:: AIM 1 ::
According to the excerpt on Syria's Law No. 33, within how many years after the real estate judge's decision becomes final may a right holder file a lawsuit to claim the real property?

— BEGIN EXCERPT TO READ —

Beyond the procedural gap, the text of Law No. 33 remains highly generic, overly broad, and obscure. It provides for a comprehensive restoration process of all documents lost or destroyed in a real estate zone, which is the registered location of numerous properties. Several such areas exist across Syria which were beset by the loss of cadastral documents.

Impreciseness and ambiguity are significant issues in the law. To put this vagueness into perspective, legal researchers with STJ analyzed Article 9. The article prescribes that everyone with a right registered in the cadaster is entitled to “file a lawsuit before the ordinary courts within five years from the date the decision of the real estate judge has become final to claim the real property and within fifteen years to claim material compensation.”

The article, however, does not specify the beginning date of the compensation interval. It remains unclear whether the duration starts only after the period for claiming the real property is due—making the overall period for claiming the property and compensation 20 years, or after the decision of the judge has been final—making the overall period 15 years.

Additionally, the article does not define the nature of intervals granted for claiming the property or compensation, whether lapse or limitation periods. Should they be lapse periods, the right holder cannot claim the right once the designated periods have expired, regardless of whether he/she has reasons or impediments that may require suspension or discontinuation of court proceedings. By contrast, should the interval be of limitation, it then would be subject to the provisions of suspension and discontinuation, which usually apply to the statute of limitations if available.[10]

Notably, this distinction is necessary because it establishes the obligations of the court and claimant regarding the proceedings of the claim. Lapse periods fall under public order and thus make the court responsible. In other words, the judge decides on the case even if claimants do not act themselves. However, limitation periods are not part of the public order; therefore, the responsibility is that of the claimant, not the court.[11]Claimants themselves should urge the court to decide on the case.

Broad Powers Granted to Executive Authorities

Article 4 of Law No. 33 stipulates that the commencement of “restoration” is due to a decision from the relevant minister, which the minister makes based on a proposal from the General Directorate of Real Estate Interests.

— END EXCERPT TO READ —

:: AIM 2 ::
Count the lines in the entries below that contain the word "white", and give only that number.

— BEGIN DATASET CONTENT —

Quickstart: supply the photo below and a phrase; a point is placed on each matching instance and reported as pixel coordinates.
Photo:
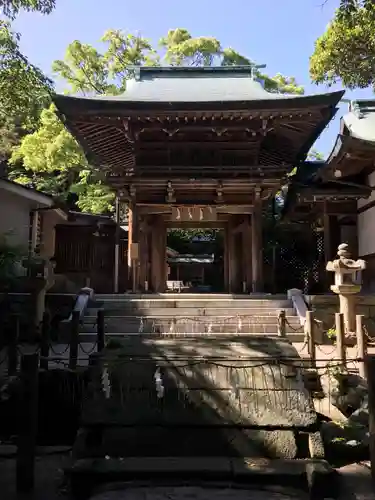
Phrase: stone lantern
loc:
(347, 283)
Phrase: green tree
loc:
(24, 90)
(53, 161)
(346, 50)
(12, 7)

— END DATASET CONTENT —
— BEGIN DATASET CONTENT —

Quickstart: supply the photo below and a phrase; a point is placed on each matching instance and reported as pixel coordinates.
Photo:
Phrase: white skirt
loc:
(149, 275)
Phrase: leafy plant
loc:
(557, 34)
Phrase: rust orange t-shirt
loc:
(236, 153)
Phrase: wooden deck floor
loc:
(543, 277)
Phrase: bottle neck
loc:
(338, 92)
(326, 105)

— END DATASET CONTENT —
— BEGIN DATASET CONTENT —

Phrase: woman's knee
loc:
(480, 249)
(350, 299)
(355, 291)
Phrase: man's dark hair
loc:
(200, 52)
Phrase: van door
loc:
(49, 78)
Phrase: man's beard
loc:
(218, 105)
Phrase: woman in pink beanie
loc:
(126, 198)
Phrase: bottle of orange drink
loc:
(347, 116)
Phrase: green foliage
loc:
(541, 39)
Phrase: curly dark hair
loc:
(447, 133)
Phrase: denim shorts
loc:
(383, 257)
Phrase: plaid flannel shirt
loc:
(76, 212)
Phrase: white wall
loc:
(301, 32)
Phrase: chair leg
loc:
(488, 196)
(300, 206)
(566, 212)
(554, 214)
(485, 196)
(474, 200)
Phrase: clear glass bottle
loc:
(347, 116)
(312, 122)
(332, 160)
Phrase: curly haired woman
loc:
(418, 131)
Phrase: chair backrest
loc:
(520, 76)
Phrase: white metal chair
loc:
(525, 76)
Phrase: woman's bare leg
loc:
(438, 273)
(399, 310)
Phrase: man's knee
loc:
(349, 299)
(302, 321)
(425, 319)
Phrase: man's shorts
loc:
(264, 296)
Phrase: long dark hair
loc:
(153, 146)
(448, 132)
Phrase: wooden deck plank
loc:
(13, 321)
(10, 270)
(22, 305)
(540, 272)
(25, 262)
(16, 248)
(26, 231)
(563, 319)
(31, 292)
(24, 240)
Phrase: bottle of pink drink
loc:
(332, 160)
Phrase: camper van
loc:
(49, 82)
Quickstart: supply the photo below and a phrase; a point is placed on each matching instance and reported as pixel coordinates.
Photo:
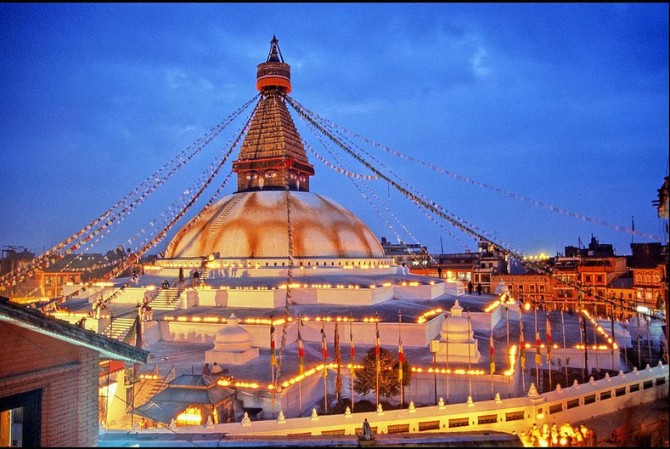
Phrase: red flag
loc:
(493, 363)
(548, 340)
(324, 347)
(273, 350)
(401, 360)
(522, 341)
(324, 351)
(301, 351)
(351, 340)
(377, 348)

— END DATASET CONTENT —

:: EXERCISE ANSWER 1 ::
Five years.

:: EXERCISE ANSWER 2 ::
3